%%

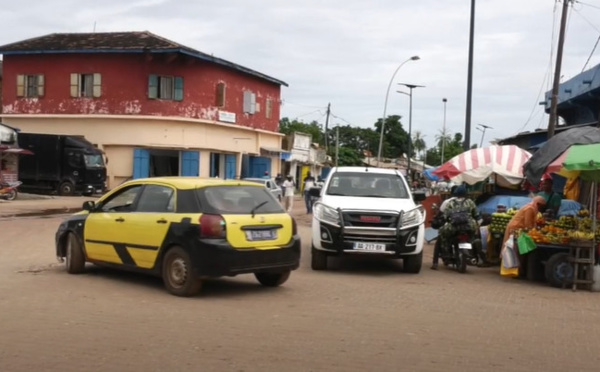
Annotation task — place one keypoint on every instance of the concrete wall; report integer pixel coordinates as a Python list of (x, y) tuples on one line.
[(119, 135)]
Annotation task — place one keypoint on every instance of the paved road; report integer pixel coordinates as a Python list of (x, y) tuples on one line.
[(361, 316)]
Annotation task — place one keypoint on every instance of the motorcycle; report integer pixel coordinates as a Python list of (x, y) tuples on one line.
[(8, 191), (464, 246)]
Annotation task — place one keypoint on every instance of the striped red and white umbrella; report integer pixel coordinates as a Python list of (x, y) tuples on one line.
[(478, 164)]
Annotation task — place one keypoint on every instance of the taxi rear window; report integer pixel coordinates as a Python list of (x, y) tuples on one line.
[(238, 200)]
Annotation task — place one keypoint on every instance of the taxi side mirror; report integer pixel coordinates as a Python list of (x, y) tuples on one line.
[(88, 206), (315, 192)]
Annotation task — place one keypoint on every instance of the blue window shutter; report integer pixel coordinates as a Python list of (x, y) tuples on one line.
[(153, 86), (190, 162), (178, 96), (230, 166), (141, 163)]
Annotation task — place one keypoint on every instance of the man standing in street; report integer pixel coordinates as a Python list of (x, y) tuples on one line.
[(309, 183), (288, 193)]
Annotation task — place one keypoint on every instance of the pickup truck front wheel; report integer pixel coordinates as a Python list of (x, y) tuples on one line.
[(412, 264), (318, 259)]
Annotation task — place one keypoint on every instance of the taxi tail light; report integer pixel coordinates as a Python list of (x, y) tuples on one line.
[(212, 226)]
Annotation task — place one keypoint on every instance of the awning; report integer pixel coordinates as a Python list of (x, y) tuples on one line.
[(15, 150), (272, 149)]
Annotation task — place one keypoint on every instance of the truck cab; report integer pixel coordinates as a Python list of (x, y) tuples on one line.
[(367, 212)]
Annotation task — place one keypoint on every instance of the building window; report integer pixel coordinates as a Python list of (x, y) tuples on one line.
[(249, 102), (165, 87), (30, 86), (86, 85), (269, 108), (221, 95)]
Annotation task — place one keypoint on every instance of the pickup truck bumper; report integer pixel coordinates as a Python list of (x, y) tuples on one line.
[(338, 240)]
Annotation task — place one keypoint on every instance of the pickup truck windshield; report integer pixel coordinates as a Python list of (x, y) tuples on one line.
[(367, 184)]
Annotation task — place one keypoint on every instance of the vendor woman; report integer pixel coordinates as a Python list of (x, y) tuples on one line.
[(525, 218)]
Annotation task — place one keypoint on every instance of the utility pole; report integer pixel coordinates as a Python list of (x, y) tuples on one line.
[(327, 124), (444, 129), (337, 143), (467, 143), (561, 41)]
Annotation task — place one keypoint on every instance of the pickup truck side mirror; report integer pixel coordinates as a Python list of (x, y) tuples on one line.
[(419, 196), (88, 206), (315, 192)]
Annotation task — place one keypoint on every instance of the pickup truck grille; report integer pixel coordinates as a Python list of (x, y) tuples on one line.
[(357, 219)]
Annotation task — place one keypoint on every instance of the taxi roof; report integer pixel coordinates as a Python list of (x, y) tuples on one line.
[(186, 183)]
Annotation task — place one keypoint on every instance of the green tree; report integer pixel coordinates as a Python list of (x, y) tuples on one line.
[(419, 144)]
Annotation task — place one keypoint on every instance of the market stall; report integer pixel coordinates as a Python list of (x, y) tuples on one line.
[(564, 250)]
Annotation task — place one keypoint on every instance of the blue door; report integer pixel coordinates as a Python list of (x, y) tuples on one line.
[(190, 163), (259, 165), (245, 166), (230, 165), (141, 163)]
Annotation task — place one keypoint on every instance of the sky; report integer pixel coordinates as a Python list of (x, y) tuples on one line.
[(345, 52)]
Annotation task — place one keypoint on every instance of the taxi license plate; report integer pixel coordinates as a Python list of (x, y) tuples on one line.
[(258, 235), (369, 247), (464, 245)]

%%

> _EXERCISE DETAILS_
Put the rows from the line containing "of the striped" up to and including the line containing "[(412, 264), (318, 259)]" into a numbered list, leaving out any blank lines.

> _IN RESPONSE_
1. Annotation task — place one keypoint on every instance of the striped red and white umbrella; report integer pixel coordinates as a Python list of (x, y) tuples on one line.
2. [(478, 164)]
3. Annotation task — place one keypoint on every instance of the taxi rear window; report integer pixel coordinates as a Python list of (x, y) tuples on one line.
4. [(238, 200)]
5. Annotation task — place one keypoint on every instance of the taxi side mirror; report integer pixel coordinates as a Python list of (x, y) tuples on one line.
6. [(88, 206), (315, 192)]
7. Annotation task — place one keypoint on every instance of the blue window shutter; report integer pixel coordinates as a Python list of (x, y) tuples on one line.
8. [(153, 86), (190, 162), (178, 96), (230, 166), (141, 163)]
9. Annotation task — place one keypoint on every instance of the man standing in street; report integer pixel coordinates as a Python list of (x, y) tuples on one line.
10. [(309, 183), (288, 193)]
11. Annotation task — place one keypoint on every instance of the pickup truck front wheel; report integer pixel coordinates as a Python list of (x, y) tuples on one line.
12. [(412, 264), (318, 259)]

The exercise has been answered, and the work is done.